# [Work item]
Make an exact copy of every entry, leaving the pictures out.

# [Information]
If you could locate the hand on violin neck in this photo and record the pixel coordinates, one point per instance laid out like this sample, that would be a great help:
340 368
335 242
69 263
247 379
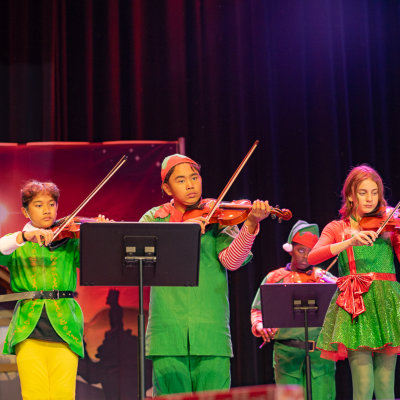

# [Reply]
If you could locate the hand on violin neck in this photo and record the pixel coordinates, one point per instance laid out like this sample, that would be a great help:
340 368
335 242
69 263
247 379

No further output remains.